• [Prompt A]:
Work out how many lines of the listing below contain the string "objective", treating uppercase and lowercase as different. Reply with the number alone.

• [Source passage]:
Saturday, 19 February 2022

Saving Boris and the Tories


Lord Frost has said that devolution needs to be rolled back to “save Boris, the Conservative Party and the country”. Leaving aside the not insignificant question as to whether saving Boris and the Conservative Party are objectives which either Wales or Scotland are so keen to achieve that they’re willing to have powers taken away from them to bring it about (although their wishes don’t matter anyway – he seems to have absolutely no intention of asking them), there is surely room for at least a little bit of doubt as to whether such actions would achieve those objectives anyway. And as for ‘saving the country’, if by that he means preserving the union, then I can’t think of anything less likely to achieve that objective than arbitrarily and unilaterally taking powers away from the Scottish Parliament and the Senedd. And his suggestion of “re-establishing our sovereignty in Northern Ireland”, with its inevitable consequence of a land border between the Republic and the North, doesn’t immediately strike me as a recipe for peace and stability either.

• [The data]:
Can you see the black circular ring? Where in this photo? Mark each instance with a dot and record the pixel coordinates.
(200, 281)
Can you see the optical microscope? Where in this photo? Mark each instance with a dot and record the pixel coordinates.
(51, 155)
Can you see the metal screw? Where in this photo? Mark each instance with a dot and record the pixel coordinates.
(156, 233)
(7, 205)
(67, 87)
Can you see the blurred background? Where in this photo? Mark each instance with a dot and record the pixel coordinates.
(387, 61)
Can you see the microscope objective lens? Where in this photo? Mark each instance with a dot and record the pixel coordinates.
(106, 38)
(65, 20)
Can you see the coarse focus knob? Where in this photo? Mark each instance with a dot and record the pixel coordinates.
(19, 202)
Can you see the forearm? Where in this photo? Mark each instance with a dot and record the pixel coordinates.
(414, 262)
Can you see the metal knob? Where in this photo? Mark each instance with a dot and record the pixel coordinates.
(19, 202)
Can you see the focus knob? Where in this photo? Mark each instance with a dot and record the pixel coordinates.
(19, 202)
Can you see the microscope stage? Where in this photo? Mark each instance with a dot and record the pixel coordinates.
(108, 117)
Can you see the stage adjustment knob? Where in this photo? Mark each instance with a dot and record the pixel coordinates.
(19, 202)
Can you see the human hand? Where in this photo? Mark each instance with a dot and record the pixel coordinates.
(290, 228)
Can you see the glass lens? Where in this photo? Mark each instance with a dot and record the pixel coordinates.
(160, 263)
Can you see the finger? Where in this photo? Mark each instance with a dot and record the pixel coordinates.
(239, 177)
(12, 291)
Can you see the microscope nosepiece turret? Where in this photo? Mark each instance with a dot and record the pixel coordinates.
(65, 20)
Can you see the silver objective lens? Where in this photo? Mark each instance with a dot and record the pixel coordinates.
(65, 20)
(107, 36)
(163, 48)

...

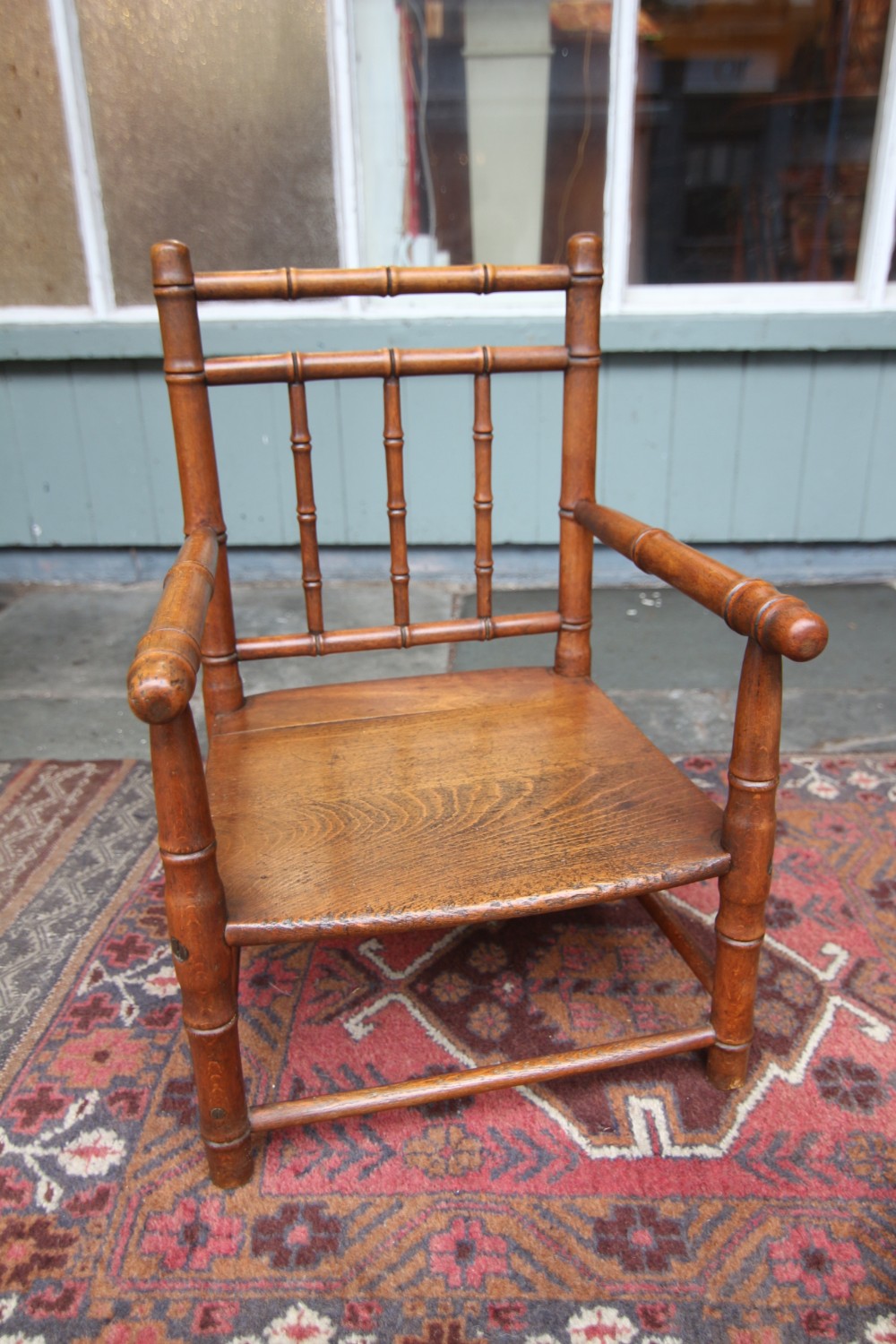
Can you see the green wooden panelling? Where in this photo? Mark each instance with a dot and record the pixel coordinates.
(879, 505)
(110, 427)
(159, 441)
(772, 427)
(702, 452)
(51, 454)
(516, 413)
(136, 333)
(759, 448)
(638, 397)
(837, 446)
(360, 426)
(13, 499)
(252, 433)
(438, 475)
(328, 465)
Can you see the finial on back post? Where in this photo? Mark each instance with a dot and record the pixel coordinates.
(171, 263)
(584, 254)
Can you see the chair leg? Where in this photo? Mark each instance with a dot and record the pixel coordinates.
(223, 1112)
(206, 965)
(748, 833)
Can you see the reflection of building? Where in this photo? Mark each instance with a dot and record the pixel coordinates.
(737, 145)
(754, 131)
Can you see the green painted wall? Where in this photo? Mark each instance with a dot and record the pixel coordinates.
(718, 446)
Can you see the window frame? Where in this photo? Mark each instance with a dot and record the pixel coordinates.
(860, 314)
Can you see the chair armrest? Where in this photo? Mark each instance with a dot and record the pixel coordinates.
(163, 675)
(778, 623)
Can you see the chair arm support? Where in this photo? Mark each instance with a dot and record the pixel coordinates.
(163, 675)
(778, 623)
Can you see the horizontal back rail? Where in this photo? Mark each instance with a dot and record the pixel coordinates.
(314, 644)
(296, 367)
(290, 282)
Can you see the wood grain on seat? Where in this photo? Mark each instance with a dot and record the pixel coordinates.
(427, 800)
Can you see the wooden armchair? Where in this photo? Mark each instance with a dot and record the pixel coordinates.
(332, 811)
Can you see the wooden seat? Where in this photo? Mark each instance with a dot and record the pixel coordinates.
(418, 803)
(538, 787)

• [Prompt B]:
In the post about saving Boris and the Tories, what does Lord Frost say rolling back devolution is needed to do?

• [Response A]:
2

• [Response B]:
To "save Boris, the Conservative Party and the country".